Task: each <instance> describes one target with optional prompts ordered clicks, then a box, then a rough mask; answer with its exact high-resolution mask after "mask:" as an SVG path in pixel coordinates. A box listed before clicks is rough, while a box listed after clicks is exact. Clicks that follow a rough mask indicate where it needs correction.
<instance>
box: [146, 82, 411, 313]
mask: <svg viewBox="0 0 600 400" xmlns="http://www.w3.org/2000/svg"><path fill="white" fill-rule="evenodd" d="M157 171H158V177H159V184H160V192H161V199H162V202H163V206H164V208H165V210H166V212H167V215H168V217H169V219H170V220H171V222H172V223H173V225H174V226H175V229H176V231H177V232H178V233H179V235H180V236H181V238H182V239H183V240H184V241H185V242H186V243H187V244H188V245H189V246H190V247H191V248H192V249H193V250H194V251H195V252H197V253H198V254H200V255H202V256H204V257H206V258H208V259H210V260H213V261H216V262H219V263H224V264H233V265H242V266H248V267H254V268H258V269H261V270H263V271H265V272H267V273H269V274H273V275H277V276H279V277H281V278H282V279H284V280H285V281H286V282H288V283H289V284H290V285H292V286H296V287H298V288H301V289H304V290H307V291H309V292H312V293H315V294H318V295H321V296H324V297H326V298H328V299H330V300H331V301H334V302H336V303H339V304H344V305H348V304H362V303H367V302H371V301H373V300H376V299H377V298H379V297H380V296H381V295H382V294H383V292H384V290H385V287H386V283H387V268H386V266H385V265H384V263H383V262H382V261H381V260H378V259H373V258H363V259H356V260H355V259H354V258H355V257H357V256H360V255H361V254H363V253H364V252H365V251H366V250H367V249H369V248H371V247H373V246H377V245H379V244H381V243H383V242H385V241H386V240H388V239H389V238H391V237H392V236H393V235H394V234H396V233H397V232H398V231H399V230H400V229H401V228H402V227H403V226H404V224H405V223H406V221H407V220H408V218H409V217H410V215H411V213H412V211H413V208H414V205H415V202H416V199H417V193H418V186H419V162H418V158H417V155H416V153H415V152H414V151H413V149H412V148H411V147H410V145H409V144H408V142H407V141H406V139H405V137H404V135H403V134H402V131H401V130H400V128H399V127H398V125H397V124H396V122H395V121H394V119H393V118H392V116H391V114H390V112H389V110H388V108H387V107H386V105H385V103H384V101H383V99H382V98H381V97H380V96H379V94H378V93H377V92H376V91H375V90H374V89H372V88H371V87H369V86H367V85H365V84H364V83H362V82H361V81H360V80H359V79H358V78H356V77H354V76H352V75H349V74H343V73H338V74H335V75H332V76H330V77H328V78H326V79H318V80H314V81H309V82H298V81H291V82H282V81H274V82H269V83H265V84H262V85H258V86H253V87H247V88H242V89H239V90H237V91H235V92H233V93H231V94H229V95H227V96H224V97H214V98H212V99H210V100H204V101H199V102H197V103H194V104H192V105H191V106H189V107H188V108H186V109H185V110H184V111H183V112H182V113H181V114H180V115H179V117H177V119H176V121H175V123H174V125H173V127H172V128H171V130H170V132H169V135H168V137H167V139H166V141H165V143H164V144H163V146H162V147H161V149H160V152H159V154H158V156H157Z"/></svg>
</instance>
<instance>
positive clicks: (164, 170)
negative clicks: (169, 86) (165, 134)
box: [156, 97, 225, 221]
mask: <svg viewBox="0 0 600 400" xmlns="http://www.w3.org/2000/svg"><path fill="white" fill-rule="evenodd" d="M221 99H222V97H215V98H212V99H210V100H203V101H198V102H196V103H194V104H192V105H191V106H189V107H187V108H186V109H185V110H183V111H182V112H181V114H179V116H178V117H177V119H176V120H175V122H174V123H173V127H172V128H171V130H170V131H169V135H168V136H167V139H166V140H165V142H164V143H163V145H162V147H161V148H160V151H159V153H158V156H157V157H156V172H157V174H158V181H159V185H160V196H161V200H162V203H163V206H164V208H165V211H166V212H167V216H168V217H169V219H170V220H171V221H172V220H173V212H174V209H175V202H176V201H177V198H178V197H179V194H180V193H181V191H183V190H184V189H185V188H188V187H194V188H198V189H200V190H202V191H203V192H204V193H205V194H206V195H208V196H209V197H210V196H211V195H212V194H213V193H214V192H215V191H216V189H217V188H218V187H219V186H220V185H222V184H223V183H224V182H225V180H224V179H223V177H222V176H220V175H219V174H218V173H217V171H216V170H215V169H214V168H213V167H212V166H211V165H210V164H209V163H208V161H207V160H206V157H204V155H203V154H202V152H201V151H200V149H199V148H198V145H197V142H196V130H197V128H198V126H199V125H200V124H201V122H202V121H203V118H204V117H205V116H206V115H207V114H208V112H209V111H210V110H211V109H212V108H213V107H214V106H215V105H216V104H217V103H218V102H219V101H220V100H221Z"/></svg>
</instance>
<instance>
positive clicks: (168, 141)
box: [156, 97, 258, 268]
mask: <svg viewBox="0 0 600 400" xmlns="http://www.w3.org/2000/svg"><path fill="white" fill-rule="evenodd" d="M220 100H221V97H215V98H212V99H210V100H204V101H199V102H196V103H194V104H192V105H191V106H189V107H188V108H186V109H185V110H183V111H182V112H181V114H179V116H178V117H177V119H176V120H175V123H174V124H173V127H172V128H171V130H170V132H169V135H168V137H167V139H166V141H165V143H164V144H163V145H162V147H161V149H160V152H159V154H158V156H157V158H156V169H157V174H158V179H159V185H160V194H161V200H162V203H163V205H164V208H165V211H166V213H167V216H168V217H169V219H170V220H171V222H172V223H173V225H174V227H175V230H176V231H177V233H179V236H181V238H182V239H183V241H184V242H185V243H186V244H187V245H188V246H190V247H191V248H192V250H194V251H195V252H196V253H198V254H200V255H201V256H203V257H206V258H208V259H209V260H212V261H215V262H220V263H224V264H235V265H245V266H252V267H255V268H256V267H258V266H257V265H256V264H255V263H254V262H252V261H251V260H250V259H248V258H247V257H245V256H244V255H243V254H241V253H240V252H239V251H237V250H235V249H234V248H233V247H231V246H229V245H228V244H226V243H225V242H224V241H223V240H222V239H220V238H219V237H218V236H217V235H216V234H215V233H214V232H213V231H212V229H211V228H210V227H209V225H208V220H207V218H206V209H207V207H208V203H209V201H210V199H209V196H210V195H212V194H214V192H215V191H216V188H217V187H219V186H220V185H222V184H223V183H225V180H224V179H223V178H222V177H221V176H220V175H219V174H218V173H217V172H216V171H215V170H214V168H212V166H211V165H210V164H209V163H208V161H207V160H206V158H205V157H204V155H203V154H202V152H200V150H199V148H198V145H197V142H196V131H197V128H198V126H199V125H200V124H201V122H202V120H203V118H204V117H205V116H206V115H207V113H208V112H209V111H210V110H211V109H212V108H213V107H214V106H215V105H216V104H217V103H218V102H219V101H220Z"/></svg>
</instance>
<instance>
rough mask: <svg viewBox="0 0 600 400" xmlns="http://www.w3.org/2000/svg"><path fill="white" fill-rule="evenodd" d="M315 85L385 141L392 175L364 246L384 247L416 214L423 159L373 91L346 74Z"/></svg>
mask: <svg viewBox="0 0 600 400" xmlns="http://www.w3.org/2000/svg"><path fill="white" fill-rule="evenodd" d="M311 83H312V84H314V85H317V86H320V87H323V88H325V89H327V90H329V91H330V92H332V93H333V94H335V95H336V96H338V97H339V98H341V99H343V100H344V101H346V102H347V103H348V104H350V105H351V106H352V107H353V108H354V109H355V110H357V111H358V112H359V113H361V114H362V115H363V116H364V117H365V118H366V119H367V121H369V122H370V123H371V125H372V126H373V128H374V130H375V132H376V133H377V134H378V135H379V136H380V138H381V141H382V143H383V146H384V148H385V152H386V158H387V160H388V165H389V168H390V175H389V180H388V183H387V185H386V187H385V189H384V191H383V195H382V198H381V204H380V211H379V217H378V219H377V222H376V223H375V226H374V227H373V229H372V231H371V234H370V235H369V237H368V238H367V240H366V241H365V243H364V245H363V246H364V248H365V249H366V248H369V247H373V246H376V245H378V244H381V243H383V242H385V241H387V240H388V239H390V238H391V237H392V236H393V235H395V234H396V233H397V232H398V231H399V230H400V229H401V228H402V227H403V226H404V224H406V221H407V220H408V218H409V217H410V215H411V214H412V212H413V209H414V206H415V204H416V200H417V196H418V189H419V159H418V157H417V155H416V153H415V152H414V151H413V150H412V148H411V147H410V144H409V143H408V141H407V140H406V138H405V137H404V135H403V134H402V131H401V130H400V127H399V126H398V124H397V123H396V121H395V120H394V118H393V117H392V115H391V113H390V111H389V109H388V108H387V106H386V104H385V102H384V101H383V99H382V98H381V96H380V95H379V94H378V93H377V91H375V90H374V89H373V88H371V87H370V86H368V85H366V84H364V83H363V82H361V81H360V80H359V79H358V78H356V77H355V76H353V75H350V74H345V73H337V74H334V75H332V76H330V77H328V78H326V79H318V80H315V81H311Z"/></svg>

* EXERCISE INSTRUCTIONS
Can you print, word for word, the stretch of the records above from their very start through the line containing "box: [146, 82, 411, 313]"?

* REPLY TO THE EXERCISE
Task: each <instance> describes one target with optional prompts ordered clicks, then a box, then a rough mask; answer with its exact high-resolution mask after "mask:" as an SVG path in pixel coordinates. A box listed before clicks is rough, while a box listed after clicks is exact. Clicks that follow a rough mask indicate where it needs correction.
<instance>
box: [146, 82, 411, 313]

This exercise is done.